** DESCRIÇÃO DO EXERCÍCIO **
Transcreva, sem nenhuma alteração, as linhas dos itens abaixo desde a linha que contém "the snow is?" até o final dos itens, incluindo as duas extremidades. Não inclua as imagens na resposta.

◇ ◇ ◇ ◇ ◇ ◇ ◇

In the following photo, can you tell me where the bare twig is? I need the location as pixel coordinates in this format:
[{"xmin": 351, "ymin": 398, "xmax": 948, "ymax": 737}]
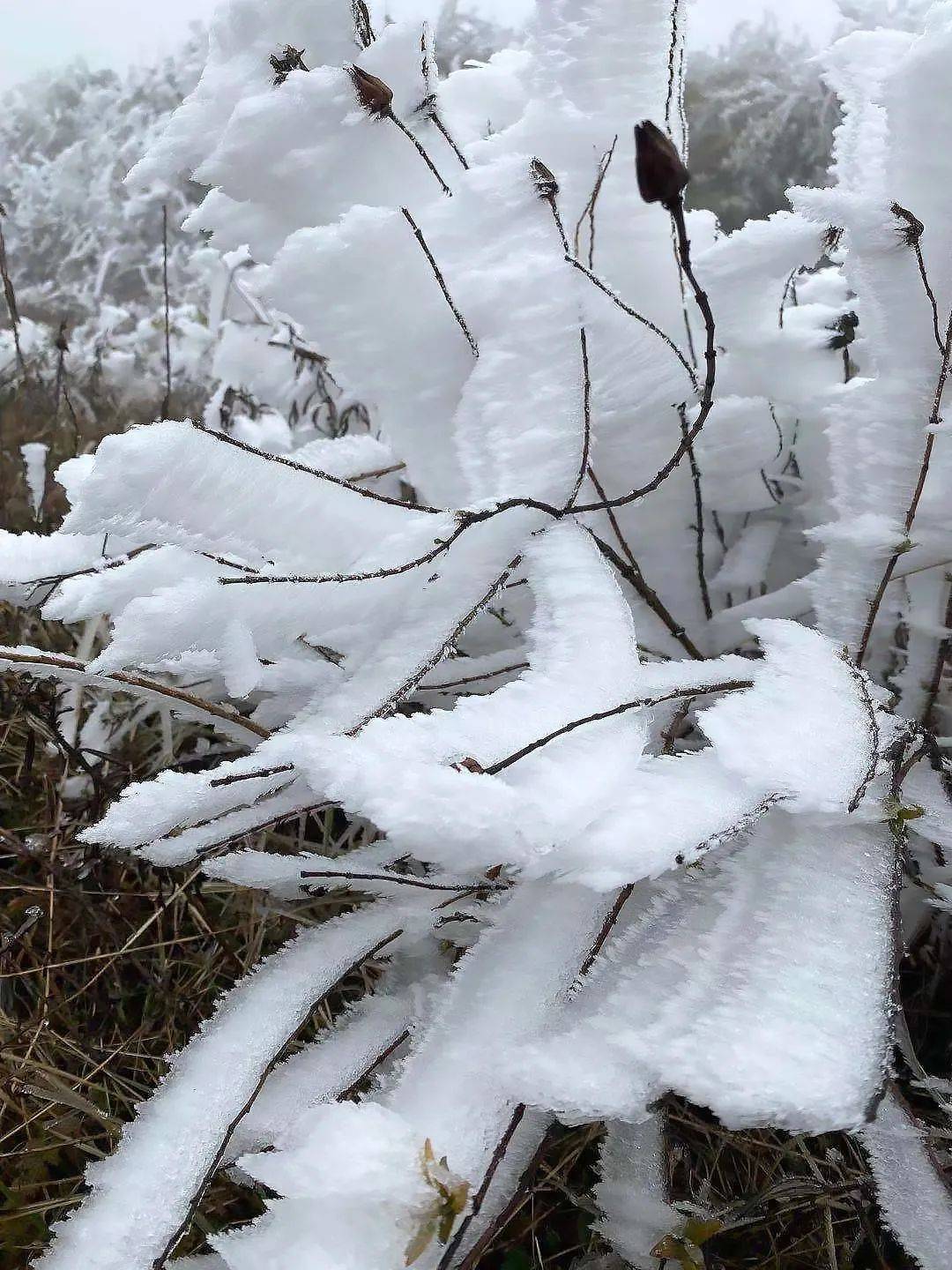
[
  {"xmin": 190, "ymin": 419, "xmax": 443, "ymax": 516},
  {"xmin": 565, "ymin": 254, "xmax": 699, "ymax": 392},
  {"xmin": 400, "ymin": 207, "xmax": 480, "ymax": 357},
  {"xmin": 572, "ymin": 132, "xmax": 618, "ymax": 269},
  {"xmin": 219, "ymin": 519, "xmax": 472, "ymax": 586},
  {"xmin": 586, "ymin": 528, "xmax": 704, "ymax": 661},
  {"xmin": 0, "ymin": 647, "xmax": 271, "ymax": 741},
  {"xmin": 856, "ymin": 303, "xmax": 952, "ymax": 666},
  {"xmin": 889, "ymin": 203, "xmax": 944, "ymax": 355},
  {"xmin": 482, "ymin": 679, "xmax": 754, "ymax": 776},
  {"xmin": 383, "ymin": 110, "xmax": 453, "ymax": 197},
  {"xmin": 678, "ymin": 407, "xmax": 713, "ymax": 621},
  {"xmin": 162, "ymin": 203, "xmax": 171, "ymax": 419}
]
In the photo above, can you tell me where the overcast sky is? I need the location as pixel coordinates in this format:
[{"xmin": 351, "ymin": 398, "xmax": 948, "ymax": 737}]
[{"xmin": 0, "ymin": 0, "xmax": 837, "ymax": 89}]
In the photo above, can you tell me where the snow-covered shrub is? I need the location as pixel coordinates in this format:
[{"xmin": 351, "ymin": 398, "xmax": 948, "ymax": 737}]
[{"xmin": 0, "ymin": 0, "xmax": 952, "ymax": 1270}]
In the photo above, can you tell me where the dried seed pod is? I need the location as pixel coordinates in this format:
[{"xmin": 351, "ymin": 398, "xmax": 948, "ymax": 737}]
[
  {"xmin": 529, "ymin": 159, "xmax": 559, "ymax": 203},
  {"xmin": 889, "ymin": 203, "xmax": 926, "ymax": 246},
  {"xmin": 269, "ymin": 44, "xmax": 309, "ymax": 87},
  {"xmin": 346, "ymin": 66, "xmax": 393, "ymax": 118},
  {"xmin": 635, "ymin": 119, "xmax": 690, "ymax": 208}
]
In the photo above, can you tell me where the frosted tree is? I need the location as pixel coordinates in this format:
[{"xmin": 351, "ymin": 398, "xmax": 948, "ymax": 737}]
[{"xmin": 0, "ymin": 0, "xmax": 952, "ymax": 1270}]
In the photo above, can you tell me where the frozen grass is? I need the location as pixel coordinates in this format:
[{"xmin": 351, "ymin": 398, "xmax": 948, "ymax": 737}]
[{"xmin": 0, "ymin": 579, "xmax": 952, "ymax": 1270}]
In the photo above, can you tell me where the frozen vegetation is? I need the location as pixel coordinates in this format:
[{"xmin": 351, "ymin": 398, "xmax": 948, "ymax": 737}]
[{"xmin": 0, "ymin": 0, "xmax": 952, "ymax": 1270}]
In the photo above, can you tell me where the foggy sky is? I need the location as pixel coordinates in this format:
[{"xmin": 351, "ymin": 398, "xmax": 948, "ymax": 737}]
[{"xmin": 0, "ymin": 0, "xmax": 837, "ymax": 90}]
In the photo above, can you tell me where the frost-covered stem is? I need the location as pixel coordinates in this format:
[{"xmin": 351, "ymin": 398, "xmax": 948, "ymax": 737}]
[
  {"xmin": 576, "ymin": 197, "xmax": 716, "ymax": 512},
  {"xmin": 482, "ymin": 679, "xmax": 754, "ymax": 776},
  {"xmin": 589, "ymin": 464, "xmax": 637, "ymax": 569},
  {"xmin": 436, "ymin": 1102, "xmax": 525, "ymax": 1270},
  {"xmin": 923, "ymin": 574, "xmax": 952, "ymax": 728},
  {"xmin": 856, "ymin": 312, "xmax": 952, "ymax": 666},
  {"xmin": 190, "ymin": 419, "xmax": 443, "ymax": 516},
  {"xmin": 382, "ymin": 109, "xmax": 453, "ymax": 198},
  {"xmin": 428, "ymin": 103, "xmax": 470, "ymax": 171},
  {"xmin": 219, "ymin": 519, "xmax": 471, "ymax": 586},
  {"xmin": 569, "ymin": 326, "xmax": 591, "ymax": 507},
  {"xmin": 208, "ymin": 763, "xmax": 294, "ymax": 790},
  {"xmin": 301, "ymin": 869, "xmax": 509, "ymax": 895},
  {"xmin": 152, "ymin": 930, "xmax": 404, "ymax": 1270},
  {"xmin": 566, "ymin": 132, "xmax": 618, "ymax": 269},
  {"xmin": 667, "ymin": 197, "xmax": 718, "ymax": 414},
  {"xmin": 400, "ymin": 207, "xmax": 480, "ymax": 357},
  {"xmin": 344, "ymin": 555, "xmax": 522, "ymax": 736},
  {"xmin": 889, "ymin": 203, "xmax": 943, "ymax": 355},
  {"xmin": 664, "ymin": 0, "xmax": 681, "ymax": 136},
  {"xmin": 565, "ymin": 253, "xmax": 699, "ymax": 383},
  {"xmin": 593, "ymin": 530, "xmax": 704, "ymax": 661},
  {"xmin": 678, "ymin": 407, "xmax": 713, "ymax": 623},
  {"xmin": 0, "ymin": 211, "xmax": 29, "ymax": 381},
  {"xmin": 0, "ymin": 647, "xmax": 271, "ymax": 741},
  {"xmin": 162, "ymin": 203, "xmax": 171, "ymax": 419}
]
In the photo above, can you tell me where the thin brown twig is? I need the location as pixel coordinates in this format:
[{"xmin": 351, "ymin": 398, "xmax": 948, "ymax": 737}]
[
  {"xmin": 482, "ymin": 679, "xmax": 754, "ymax": 776},
  {"xmin": 566, "ymin": 196, "xmax": 716, "ymax": 512},
  {"xmin": 856, "ymin": 304, "xmax": 952, "ymax": 666},
  {"xmin": 0, "ymin": 647, "xmax": 271, "ymax": 741},
  {"xmin": 382, "ymin": 110, "xmax": 453, "ymax": 198},
  {"xmin": 162, "ymin": 203, "xmax": 171, "ymax": 419},
  {"xmin": 585, "ymin": 530, "xmax": 704, "ymax": 661},
  {"xmin": 190, "ymin": 419, "xmax": 443, "ymax": 516},
  {"xmin": 565, "ymin": 255, "xmax": 699, "ymax": 392},
  {"xmin": 678, "ymin": 407, "xmax": 713, "ymax": 623},
  {"xmin": 400, "ymin": 207, "xmax": 480, "ymax": 357},
  {"xmin": 572, "ymin": 132, "xmax": 618, "ymax": 269}
]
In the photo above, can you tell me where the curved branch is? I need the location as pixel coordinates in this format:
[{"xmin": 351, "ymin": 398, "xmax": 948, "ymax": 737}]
[
  {"xmin": 482, "ymin": 679, "xmax": 754, "ymax": 776},
  {"xmin": 0, "ymin": 647, "xmax": 271, "ymax": 741}
]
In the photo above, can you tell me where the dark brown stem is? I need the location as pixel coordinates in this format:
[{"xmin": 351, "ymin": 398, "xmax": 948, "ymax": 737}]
[
  {"xmin": 400, "ymin": 207, "xmax": 480, "ymax": 357},
  {"xmin": 383, "ymin": 110, "xmax": 453, "ymax": 198},
  {"xmin": 923, "ymin": 575, "xmax": 952, "ymax": 728},
  {"xmin": 589, "ymin": 530, "xmax": 704, "ymax": 661},
  {"xmin": 162, "ymin": 203, "xmax": 171, "ymax": 419},
  {"xmin": 191, "ymin": 419, "xmax": 443, "ymax": 516},
  {"xmin": 208, "ymin": 763, "xmax": 294, "ymax": 788},
  {"xmin": 219, "ymin": 519, "xmax": 471, "ymax": 586},
  {"xmin": 576, "ymin": 197, "xmax": 718, "ymax": 512},
  {"xmin": 678, "ymin": 407, "xmax": 713, "ymax": 623},
  {"xmin": 301, "ymin": 869, "xmax": 509, "ymax": 895},
  {"xmin": 565, "ymin": 253, "xmax": 699, "ymax": 392},
  {"xmin": 566, "ymin": 132, "xmax": 618, "ymax": 269},
  {"xmin": 569, "ymin": 326, "xmax": 591, "ymax": 508},
  {"xmin": 482, "ymin": 679, "xmax": 754, "ymax": 776},
  {"xmin": 856, "ymin": 304, "xmax": 952, "ymax": 666},
  {"xmin": 436, "ymin": 1102, "xmax": 525, "ymax": 1270}
]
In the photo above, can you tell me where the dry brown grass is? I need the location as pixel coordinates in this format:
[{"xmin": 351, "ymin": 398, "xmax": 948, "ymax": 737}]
[{"xmin": 0, "ymin": 396, "xmax": 952, "ymax": 1270}]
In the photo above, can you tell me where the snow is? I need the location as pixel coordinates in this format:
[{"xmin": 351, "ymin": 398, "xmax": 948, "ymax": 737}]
[
  {"xmin": 37, "ymin": 904, "xmax": 426, "ymax": 1270},
  {"xmin": 862, "ymin": 1092, "xmax": 952, "ymax": 1270},
  {"xmin": 7, "ymin": 0, "xmax": 952, "ymax": 1270},
  {"xmin": 20, "ymin": 441, "xmax": 49, "ymax": 519}
]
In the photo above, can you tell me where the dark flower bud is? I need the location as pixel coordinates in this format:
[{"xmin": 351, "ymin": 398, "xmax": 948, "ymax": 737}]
[
  {"xmin": 271, "ymin": 44, "xmax": 309, "ymax": 87},
  {"xmin": 889, "ymin": 203, "xmax": 926, "ymax": 246},
  {"xmin": 826, "ymin": 311, "xmax": 859, "ymax": 349},
  {"xmin": 635, "ymin": 119, "xmax": 690, "ymax": 208},
  {"xmin": 529, "ymin": 159, "xmax": 559, "ymax": 203},
  {"xmin": 346, "ymin": 66, "xmax": 393, "ymax": 118}
]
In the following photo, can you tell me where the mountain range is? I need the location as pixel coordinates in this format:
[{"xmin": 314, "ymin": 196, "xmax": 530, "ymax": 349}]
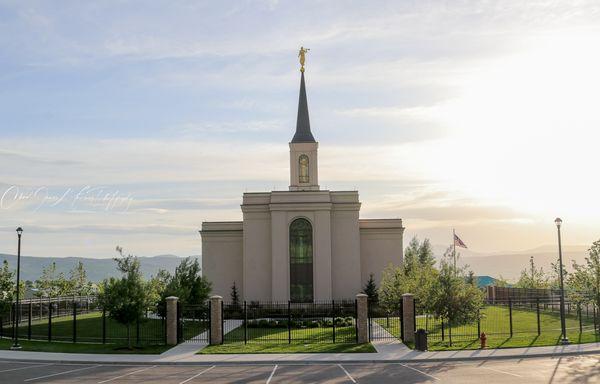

◇ ◇ ◇ ◇ ◇ ◇ ◇

** RESULTADO DO EXERCÍCIO **
In the photo above, can you tell me where the snow is? I need the location as pixel coordinates in this format:
[{"xmin": 351, "ymin": 398, "xmax": 948, "ymax": 737}]
[
  {"xmin": 37, "ymin": 904, "xmax": 426, "ymax": 1270},
  {"xmin": 862, "ymin": 1092, "xmax": 952, "ymax": 1270},
  {"xmin": 7, "ymin": 0, "xmax": 952, "ymax": 1270},
  {"xmin": 20, "ymin": 441, "xmax": 49, "ymax": 519}
]
In the photo above, can you tell me where the dark flower bud is? I need the location as pixel coordinates in this format:
[{"xmin": 351, "ymin": 398, "xmax": 948, "ymax": 737}]
[
  {"xmin": 271, "ymin": 44, "xmax": 309, "ymax": 87},
  {"xmin": 889, "ymin": 203, "xmax": 926, "ymax": 246},
  {"xmin": 826, "ymin": 311, "xmax": 859, "ymax": 349},
  {"xmin": 635, "ymin": 119, "xmax": 690, "ymax": 208},
  {"xmin": 529, "ymin": 159, "xmax": 559, "ymax": 203},
  {"xmin": 346, "ymin": 66, "xmax": 393, "ymax": 118}
]
In the following photo, can you tell me where the mountain range is? I need the location as pixel coordinates in this format:
[{"xmin": 314, "ymin": 196, "xmax": 530, "ymax": 349}]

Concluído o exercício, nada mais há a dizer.